Count how many lines in the rows below contain the string "reflection", with case counting, and give only that number.

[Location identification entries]
◆ ◆ ◆

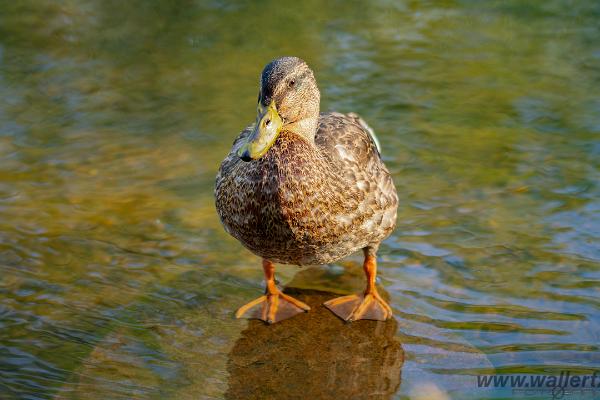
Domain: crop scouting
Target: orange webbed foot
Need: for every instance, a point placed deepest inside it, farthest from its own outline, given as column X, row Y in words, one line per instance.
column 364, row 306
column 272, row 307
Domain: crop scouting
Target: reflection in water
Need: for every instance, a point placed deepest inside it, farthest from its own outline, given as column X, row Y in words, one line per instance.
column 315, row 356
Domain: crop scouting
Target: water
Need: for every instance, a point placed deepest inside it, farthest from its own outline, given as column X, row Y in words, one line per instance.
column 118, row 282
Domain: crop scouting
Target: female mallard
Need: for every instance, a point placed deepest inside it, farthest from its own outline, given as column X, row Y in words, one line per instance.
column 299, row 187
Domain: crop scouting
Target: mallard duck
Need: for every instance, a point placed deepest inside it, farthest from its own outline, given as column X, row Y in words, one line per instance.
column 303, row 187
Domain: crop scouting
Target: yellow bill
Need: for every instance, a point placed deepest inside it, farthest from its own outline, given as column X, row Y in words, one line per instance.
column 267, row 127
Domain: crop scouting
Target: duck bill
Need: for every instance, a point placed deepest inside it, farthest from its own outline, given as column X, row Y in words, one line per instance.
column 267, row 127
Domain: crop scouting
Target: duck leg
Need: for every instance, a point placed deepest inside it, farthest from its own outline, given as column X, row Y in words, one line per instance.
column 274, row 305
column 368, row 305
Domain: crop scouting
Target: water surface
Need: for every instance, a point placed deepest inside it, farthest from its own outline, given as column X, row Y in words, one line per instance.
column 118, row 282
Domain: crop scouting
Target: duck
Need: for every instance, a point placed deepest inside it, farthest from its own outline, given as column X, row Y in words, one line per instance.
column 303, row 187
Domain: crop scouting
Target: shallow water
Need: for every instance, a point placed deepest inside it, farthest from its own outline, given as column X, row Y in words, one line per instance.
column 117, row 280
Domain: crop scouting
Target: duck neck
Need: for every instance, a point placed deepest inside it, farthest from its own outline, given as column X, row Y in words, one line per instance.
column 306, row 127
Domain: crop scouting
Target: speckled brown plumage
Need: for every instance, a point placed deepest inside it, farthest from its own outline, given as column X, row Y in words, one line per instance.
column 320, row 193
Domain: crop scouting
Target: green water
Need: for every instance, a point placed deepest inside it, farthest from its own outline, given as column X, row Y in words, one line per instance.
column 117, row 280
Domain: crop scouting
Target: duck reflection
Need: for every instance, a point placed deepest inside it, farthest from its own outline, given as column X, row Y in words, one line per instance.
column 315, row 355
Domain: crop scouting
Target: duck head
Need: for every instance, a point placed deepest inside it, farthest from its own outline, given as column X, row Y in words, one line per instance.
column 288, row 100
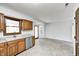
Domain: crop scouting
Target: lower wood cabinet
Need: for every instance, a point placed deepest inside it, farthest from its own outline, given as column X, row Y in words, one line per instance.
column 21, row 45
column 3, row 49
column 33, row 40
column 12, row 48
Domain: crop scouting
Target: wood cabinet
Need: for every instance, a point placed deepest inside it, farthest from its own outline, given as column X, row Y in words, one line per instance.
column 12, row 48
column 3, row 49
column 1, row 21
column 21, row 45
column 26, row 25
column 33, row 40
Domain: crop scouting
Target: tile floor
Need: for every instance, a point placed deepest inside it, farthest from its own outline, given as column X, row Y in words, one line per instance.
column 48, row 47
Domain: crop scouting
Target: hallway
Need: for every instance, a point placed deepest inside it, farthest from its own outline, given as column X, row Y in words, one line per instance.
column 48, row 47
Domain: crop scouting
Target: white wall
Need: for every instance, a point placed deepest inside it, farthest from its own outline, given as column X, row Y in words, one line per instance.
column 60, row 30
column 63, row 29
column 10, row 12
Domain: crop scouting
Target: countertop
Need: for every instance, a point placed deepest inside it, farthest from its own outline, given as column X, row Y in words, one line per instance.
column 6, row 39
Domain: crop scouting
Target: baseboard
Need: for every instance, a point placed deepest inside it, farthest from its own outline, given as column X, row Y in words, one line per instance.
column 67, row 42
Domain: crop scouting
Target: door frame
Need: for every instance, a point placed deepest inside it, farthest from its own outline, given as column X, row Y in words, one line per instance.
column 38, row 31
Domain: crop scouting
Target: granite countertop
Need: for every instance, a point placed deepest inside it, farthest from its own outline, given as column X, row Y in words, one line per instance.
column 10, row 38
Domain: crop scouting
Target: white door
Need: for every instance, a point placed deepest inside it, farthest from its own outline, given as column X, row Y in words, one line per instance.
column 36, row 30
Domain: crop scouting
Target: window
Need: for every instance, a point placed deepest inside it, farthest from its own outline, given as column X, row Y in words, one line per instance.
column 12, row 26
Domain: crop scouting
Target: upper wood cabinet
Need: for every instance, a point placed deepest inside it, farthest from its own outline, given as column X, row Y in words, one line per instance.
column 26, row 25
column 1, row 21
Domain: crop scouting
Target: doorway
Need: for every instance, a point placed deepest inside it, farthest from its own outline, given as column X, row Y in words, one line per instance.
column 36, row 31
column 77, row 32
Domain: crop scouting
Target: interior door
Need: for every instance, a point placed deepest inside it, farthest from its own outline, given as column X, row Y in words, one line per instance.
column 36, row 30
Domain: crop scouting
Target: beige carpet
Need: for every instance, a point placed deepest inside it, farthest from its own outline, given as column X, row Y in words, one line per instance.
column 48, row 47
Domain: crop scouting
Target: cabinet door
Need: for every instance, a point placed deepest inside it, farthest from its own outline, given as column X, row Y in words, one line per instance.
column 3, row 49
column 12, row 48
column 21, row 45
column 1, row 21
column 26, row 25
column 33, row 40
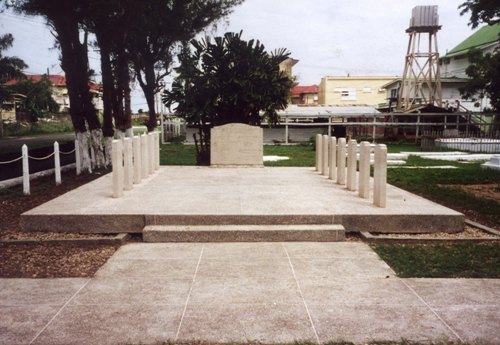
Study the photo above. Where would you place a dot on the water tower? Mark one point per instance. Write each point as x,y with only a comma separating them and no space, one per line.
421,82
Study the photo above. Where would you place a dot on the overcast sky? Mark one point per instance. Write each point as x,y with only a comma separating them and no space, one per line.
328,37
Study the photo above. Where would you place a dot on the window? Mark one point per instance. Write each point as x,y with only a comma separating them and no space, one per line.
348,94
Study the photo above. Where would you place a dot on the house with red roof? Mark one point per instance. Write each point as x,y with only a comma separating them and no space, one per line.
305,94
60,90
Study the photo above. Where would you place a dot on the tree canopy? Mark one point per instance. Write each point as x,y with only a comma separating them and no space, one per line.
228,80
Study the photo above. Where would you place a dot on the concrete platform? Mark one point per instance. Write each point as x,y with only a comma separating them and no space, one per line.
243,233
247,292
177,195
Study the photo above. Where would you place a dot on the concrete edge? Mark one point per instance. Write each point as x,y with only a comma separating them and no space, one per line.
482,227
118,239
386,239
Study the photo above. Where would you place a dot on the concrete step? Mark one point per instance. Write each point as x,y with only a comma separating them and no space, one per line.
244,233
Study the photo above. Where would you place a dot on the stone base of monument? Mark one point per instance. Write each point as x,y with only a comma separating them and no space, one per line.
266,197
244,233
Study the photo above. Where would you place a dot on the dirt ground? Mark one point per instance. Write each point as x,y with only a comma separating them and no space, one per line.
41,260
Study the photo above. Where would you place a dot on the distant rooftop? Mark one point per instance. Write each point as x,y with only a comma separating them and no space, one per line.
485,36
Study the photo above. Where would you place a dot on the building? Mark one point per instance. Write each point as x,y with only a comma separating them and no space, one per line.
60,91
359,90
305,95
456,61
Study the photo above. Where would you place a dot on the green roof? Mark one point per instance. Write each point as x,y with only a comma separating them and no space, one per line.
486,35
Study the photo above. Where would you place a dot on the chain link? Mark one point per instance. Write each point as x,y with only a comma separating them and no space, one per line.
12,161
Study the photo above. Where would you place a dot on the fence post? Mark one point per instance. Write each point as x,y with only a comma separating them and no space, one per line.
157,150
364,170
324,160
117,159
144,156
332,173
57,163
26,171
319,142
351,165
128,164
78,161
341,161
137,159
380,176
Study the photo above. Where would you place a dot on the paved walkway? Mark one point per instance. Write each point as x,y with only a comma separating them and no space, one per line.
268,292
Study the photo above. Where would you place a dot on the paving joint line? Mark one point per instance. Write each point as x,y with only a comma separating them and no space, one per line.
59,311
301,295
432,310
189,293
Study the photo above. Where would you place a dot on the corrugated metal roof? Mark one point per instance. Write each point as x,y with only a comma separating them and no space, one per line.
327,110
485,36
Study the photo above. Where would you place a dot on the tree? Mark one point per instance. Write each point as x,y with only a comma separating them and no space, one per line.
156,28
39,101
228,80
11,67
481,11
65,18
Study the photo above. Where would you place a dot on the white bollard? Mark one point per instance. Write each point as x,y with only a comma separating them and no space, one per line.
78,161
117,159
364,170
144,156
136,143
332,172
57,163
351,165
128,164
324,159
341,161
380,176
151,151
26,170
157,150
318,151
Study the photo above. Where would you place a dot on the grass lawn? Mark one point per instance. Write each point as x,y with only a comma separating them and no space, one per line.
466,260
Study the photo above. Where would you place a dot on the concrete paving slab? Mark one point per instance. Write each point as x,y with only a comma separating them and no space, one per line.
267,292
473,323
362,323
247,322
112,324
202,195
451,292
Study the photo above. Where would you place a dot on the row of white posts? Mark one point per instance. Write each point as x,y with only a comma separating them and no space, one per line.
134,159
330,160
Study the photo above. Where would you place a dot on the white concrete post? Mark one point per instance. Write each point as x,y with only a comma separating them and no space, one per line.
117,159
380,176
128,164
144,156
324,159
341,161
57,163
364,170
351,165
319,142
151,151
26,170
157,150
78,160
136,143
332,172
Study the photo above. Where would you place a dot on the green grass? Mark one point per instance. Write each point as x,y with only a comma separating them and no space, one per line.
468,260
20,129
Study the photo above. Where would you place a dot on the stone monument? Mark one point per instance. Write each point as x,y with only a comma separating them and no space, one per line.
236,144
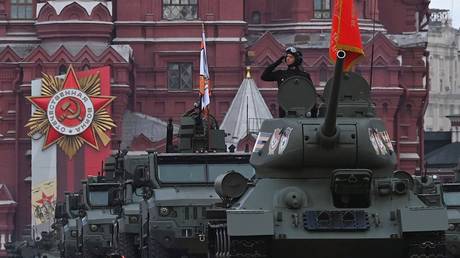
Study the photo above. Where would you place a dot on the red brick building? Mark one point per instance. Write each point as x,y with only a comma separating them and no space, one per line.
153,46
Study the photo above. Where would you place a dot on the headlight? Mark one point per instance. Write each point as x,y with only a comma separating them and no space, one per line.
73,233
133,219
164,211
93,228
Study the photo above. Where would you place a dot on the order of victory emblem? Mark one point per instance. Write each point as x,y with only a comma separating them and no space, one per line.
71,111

◆ ◆ ◆

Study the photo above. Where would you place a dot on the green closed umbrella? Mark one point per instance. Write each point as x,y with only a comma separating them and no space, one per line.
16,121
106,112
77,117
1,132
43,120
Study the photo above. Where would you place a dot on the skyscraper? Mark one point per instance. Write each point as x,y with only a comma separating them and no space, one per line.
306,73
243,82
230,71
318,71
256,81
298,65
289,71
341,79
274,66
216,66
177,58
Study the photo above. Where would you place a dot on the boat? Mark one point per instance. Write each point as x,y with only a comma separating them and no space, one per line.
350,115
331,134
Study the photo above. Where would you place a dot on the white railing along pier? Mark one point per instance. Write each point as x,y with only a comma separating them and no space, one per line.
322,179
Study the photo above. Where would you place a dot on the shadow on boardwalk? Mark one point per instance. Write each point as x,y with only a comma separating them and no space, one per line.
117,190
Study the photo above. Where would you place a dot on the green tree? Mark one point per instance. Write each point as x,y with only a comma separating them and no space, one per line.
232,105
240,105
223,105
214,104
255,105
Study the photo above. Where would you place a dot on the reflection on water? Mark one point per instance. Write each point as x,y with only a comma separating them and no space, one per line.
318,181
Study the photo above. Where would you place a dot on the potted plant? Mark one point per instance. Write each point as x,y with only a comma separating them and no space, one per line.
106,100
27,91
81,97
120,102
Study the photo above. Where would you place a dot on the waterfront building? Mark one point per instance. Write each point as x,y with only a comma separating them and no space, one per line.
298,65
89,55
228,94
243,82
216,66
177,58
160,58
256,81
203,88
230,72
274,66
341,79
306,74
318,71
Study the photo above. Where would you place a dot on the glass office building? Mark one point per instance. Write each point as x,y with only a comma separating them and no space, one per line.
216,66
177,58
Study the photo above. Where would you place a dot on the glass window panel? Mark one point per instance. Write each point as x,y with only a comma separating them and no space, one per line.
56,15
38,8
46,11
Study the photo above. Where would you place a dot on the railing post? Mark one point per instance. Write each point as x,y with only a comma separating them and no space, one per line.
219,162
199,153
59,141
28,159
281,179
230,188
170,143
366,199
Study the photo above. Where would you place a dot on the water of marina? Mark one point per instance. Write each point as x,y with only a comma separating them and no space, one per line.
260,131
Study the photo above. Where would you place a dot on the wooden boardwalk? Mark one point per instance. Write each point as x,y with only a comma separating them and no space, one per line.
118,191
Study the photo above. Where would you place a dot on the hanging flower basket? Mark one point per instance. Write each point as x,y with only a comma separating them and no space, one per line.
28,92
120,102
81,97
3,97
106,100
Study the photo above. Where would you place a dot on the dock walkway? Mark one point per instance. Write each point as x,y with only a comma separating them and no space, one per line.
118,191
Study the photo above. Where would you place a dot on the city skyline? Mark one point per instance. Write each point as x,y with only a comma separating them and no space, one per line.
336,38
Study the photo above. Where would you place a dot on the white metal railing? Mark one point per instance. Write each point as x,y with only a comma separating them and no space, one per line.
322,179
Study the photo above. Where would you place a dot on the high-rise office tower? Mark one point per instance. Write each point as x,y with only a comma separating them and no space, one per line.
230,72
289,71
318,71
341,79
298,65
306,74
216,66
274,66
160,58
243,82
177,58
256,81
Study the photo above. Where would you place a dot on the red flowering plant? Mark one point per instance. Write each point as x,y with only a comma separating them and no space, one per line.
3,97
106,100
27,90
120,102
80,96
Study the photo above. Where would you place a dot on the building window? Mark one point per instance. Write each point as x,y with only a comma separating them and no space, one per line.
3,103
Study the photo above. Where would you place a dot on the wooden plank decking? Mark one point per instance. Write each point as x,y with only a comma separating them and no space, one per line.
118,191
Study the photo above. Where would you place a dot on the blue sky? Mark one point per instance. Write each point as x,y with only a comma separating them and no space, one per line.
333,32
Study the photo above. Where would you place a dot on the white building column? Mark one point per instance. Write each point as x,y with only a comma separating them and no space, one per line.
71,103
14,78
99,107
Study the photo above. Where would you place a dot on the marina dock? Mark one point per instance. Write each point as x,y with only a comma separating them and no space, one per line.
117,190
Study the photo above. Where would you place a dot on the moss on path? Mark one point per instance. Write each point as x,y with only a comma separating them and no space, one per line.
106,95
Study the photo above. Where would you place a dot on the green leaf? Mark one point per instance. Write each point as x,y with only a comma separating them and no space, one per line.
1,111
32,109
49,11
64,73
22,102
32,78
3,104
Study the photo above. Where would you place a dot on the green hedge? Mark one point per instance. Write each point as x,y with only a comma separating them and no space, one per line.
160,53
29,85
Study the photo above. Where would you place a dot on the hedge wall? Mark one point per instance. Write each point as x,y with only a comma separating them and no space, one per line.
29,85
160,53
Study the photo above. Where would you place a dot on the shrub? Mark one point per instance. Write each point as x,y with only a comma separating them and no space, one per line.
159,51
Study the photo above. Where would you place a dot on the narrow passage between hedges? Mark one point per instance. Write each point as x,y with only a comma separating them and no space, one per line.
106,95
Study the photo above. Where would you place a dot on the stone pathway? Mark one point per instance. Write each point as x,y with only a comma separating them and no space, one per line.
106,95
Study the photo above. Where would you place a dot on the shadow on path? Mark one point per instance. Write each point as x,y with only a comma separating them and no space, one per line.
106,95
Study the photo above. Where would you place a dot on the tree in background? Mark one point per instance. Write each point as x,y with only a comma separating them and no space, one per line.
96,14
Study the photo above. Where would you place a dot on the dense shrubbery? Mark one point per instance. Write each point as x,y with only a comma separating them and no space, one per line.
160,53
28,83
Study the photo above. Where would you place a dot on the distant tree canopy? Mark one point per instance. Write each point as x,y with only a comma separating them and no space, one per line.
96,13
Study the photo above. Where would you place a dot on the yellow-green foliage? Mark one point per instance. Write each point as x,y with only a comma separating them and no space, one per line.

◆ ◆ ◆

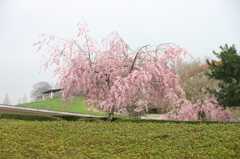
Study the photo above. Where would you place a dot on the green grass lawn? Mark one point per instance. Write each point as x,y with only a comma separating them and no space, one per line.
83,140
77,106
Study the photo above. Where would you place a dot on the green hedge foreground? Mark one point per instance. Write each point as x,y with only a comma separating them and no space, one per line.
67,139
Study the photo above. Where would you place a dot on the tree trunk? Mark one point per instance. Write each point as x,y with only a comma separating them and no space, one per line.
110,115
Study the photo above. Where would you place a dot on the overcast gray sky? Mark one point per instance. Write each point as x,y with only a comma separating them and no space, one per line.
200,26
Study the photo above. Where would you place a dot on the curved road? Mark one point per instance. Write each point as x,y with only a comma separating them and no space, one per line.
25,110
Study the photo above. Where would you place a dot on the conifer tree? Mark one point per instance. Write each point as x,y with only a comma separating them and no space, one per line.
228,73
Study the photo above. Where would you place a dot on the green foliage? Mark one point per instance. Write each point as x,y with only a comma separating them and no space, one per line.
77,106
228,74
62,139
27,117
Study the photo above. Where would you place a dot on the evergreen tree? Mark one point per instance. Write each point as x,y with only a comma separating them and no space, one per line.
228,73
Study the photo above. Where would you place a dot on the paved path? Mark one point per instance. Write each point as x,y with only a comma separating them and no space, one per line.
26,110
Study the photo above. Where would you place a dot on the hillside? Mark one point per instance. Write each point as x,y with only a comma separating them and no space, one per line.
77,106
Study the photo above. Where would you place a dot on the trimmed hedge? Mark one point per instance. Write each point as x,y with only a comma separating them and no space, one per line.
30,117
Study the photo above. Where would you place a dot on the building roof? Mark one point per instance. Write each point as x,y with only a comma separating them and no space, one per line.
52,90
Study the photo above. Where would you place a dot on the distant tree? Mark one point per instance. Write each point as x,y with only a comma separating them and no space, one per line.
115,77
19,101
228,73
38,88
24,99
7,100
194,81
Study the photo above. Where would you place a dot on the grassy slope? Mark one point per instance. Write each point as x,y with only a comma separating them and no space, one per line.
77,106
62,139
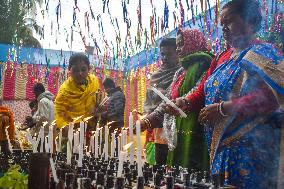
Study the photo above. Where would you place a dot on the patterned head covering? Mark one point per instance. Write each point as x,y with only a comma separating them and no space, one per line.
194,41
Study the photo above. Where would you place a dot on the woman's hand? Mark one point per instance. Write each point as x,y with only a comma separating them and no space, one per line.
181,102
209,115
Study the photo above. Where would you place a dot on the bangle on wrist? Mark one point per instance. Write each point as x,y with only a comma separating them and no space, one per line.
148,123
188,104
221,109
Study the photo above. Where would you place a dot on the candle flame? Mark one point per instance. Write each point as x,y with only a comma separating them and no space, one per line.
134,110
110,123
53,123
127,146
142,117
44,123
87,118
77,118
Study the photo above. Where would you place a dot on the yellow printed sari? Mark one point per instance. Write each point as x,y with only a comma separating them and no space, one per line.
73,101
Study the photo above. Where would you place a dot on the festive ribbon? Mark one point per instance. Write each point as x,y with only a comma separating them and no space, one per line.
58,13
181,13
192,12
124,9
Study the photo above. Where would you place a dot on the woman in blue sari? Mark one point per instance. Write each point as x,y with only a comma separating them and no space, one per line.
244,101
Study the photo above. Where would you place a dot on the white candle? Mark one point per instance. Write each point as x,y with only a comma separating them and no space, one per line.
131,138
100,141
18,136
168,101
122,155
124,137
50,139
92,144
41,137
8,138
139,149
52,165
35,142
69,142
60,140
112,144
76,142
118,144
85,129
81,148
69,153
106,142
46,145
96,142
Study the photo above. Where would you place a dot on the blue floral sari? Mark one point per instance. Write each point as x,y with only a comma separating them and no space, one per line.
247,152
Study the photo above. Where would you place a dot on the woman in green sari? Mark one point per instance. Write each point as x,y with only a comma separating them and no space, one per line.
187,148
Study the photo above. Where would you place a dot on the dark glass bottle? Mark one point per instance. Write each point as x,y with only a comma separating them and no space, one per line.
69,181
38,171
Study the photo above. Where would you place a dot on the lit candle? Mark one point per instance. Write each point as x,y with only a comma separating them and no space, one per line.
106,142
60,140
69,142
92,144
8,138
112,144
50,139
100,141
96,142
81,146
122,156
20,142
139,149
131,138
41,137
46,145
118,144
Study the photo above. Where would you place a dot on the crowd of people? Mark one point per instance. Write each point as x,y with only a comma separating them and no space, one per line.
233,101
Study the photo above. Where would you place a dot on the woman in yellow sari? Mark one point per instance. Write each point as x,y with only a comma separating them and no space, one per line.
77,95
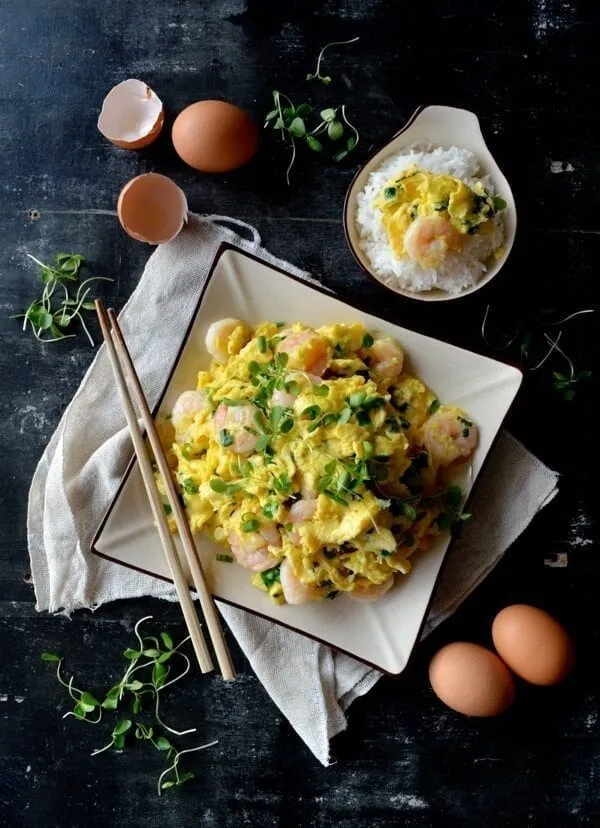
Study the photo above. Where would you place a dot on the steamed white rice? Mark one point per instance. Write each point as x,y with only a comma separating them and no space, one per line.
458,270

◆ ◆ ◆

**Written reply:**
3